Aufgabenstellung:
Bitte nenne den Titel des Buches, das Hans Urs von Balthasar laut dem Auszug über Georges Bernanos' Leben und Gesamtwerk schrieb.

======== Vorliegender Auszug ========

Das Wort imbéciles (im Plural: Schwachsinnige, Einfaltspinsel... „die Dummen“) tritt häufig in Bernanos Essays auf. Seine offene und klare Sprache provozierte manche, fand aber auch rückhaltlose Bewunderer, so zum Beispiel die französische Philosophin Simone Weil (1909-1943), die an Bernanos Briefe aus dem Kampfgeschehen des spanischen Bürgerkriegs schrieb, und Albert Camus (1913-1960), der in einem Antwortbrief an Gabriel Marcel („Warum Spanien?“, in: A. Camus, Fragen der Zeit, Reinbek 1977, S. 71) die mitfühlende Anteilnahme von Georges Bernanos an dem Geschehen des spanischen Bürgerkriegs (1936-39) lobend hervorhob.
Der katholische Schweizer Theologe Hans Urs von Balthasar schrieb ein umfangreiches Buch über Bernanos' Leben und sein Gesamtwerk: Gelebte Kirche – Bernanos (3. Auflage 1988).
Zitate
„Georges Bernanos ist lebenslang ein gläubiger Katholik gewesen, ein selbstbestimmter freilich, dessen Gewissheit der Glaube und dessen Verzweiflung die Kirche war.“ (Walter Heist)

======== Datenzeilen ========

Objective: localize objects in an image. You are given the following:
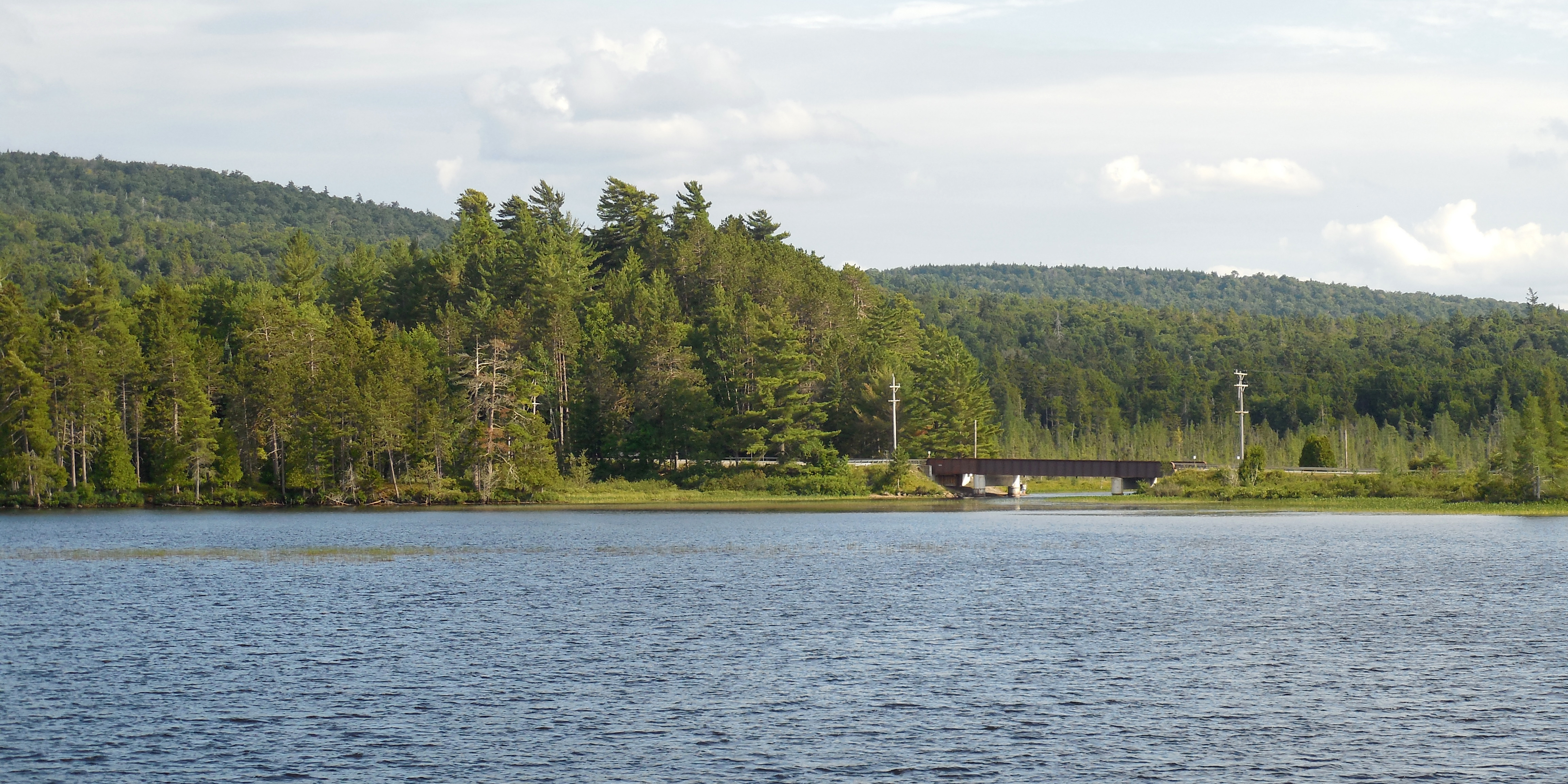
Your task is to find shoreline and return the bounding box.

========

Gelöste Aufgabe:
Gelebte Kirche – Bernanos